Records drawn from a dataset:
:::
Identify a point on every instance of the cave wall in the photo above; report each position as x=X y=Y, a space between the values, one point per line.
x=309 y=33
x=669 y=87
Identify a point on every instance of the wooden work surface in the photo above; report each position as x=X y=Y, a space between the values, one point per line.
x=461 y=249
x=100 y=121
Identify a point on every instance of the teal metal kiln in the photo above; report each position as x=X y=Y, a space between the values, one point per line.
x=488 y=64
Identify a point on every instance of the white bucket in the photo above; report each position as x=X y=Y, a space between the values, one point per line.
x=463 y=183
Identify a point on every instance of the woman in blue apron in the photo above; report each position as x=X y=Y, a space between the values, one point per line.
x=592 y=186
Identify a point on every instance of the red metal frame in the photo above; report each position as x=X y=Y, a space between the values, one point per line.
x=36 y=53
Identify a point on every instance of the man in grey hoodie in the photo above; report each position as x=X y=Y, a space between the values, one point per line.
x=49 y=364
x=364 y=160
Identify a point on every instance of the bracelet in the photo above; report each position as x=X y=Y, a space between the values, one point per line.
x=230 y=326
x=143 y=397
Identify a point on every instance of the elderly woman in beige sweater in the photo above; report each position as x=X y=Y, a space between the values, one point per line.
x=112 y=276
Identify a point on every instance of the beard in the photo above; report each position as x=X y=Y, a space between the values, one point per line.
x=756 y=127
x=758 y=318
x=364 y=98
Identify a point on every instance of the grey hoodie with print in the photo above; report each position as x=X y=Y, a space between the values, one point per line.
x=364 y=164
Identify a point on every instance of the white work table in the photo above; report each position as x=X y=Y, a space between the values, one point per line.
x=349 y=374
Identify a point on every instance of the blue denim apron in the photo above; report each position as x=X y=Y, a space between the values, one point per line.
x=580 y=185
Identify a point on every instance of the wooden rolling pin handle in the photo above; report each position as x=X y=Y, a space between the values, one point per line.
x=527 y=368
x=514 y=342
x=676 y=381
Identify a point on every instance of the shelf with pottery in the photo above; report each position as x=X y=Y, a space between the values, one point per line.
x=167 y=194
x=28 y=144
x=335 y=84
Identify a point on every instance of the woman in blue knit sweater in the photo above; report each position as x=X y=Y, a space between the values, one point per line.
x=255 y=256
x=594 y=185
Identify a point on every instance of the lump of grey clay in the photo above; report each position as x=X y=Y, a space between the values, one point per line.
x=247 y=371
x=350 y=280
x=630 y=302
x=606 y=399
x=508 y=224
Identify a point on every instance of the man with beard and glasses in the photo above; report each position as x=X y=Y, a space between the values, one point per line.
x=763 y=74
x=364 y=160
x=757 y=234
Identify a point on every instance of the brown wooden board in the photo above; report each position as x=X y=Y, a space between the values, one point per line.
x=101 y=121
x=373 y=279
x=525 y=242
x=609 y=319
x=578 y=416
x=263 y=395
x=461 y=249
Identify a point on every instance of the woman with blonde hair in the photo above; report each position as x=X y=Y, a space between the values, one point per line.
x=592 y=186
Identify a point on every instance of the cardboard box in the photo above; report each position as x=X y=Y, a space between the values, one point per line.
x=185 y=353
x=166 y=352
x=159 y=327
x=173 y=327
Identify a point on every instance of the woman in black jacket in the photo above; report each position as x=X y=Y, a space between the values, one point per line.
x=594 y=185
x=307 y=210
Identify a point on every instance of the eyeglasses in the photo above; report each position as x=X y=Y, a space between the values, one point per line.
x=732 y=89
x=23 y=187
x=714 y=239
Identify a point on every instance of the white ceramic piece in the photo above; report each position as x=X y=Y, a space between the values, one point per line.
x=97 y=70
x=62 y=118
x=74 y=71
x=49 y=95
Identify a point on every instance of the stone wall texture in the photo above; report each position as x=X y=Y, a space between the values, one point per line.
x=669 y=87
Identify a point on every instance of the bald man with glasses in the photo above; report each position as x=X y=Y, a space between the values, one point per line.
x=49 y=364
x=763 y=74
:::
**What to do**. Please make the answer a complete, exact reproduction of the records.

**Task output**.
Identify a point on every instance of the cave wall in the photo above; report each position as x=X y=Y, a space between the values, one point per line.
x=309 y=33
x=669 y=87
Identify a point on every instance of the wooden work surface in the photo above; report each position as x=X y=Y, a space between the values, one point per line.
x=461 y=249
x=100 y=121
Identify a point on every instance of the teal metal kiln in the photo above; report each position as x=X y=Y, a space between the values, one point per line.
x=488 y=64
Identify a point on every instance of the white bucket in the photo above; report each position as x=X y=Y, a space between the values, one point per line.
x=463 y=183
Identify a point on every instance of the woman in blue apron in the photo above; report each position as x=X y=Y, a space between the values, one point per line.
x=592 y=186
Identify a point on every instance of the red metal frame in the photo above; report each position as x=X y=Y, a space between the values, one point per line.
x=36 y=53
Identify a point on every instance of the man in grey hoodie in the photo above; report each position as x=X y=Y, a space between the values, one point per line.
x=49 y=364
x=364 y=160
Identify a point on every instance of the bracelet in the photo above; report each position as x=X y=Y, a space between the values, one point per line.
x=230 y=326
x=143 y=397
Identify a point on every instance of the elderly woman in beige sweater in the photo above; report each position as x=X y=Y, a space between the values, one point per line.
x=112 y=276
Identify a point on every instance of the beard in the photo above; report each position as x=X y=Y, a space between the values, one point per line.
x=756 y=127
x=758 y=318
x=364 y=98
Identify a point on every instance of the grey hoodie with print in the photo above; report each position as x=X y=Y, a space between the values, one point per line.
x=364 y=164
Identify a point on every instance of the white work table in the photo above; report each position as x=X y=Y, a space between the values, one point per line.
x=349 y=374
Identify a point on every instance of the blue denim apron in the photo above; report each position as x=X y=Y, a space between the values, one point per line.
x=580 y=185
Identify a point on every instance of the wooden rolling pin handle in the photo above; report each position as x=X y=Y, a space between the values, one point per line.
x=527 y=368
x=514 y=342
x=676 y=381
Identify a point on every instance of the shelf with pottery in the photo above; report each position as x=X y=Y, a space between the values, one point per line.
x=167 y=194
x=28 y=144
x=335 y=84
Identify a point on every instance of the woman in blue knit sweater in the photo above; report each position as x=X y=Y, a space between the values, one point per line.
x=255 y=256
x=594 y=185
Identify a point on every instance of the lump of grey clay in the photo above; report each position as x=X y=Y, a space between the values, one point per line.
x=247 y=371
x=350 y=280
x=630 y=302
x=606 y=399
x=508 y=224
Identify a point on every instance of the man with beard and glasses in the photo above; report each position as x=X y=Y, a space between the values, one point per line.
x=763 y=74
x=364 y=160
x=757 y=234
Identify a point on every instance of the brown wooden board in the photo above; report each position as x=X y=Y, a space between the values, one point per line.
x=101 y=121
x=373 y=279
x=525 y=242
x=609 y=319
x=578 y=416
x=263 y=395
x=461 y=249
Identify a point on every instance of the woman with blonde hair in the photo above; report each position as x=X y=Y, a space between the values, one point per line.
x=592 y=186
Identify a point on every instance of the cardboard box in the photo above; report each position as x=X y=Y, a space between the values, one point per line.
x=185 y=353
x=166 y=352
x=159 y=327
x=173 y=327
Identify a point on every instance of the woman in black jacket in the photo above; report each position as x=X y=Y, a space between the values, one point per line.
x=594 y=185
x=307 y=210
Identify a point on every instance of the eyeglasses in the photo above; report each position as x=X y=Y, a space between the values, one point per line.
x=732 y=89
x=23 y=187
x=714 y=239
Identify a point on every instance of the white ceramic piece in the photo above; report each position as x=X y=Y, a space between the values, one point per line.
x=97 y=70
x=62 y=118
x=74 y=71
x=49 y=95
Identify a point on every instance of the stone wall texture in the photo above; report each position as x=X y=Y, a space between the values, one point per line.
x=669 y=87
Identify a point on every instance of the bald man with glasses in the photo above; report each position as x=X y=Y, a space between the values, one point per line.
x=49 y=364
x=763 y=74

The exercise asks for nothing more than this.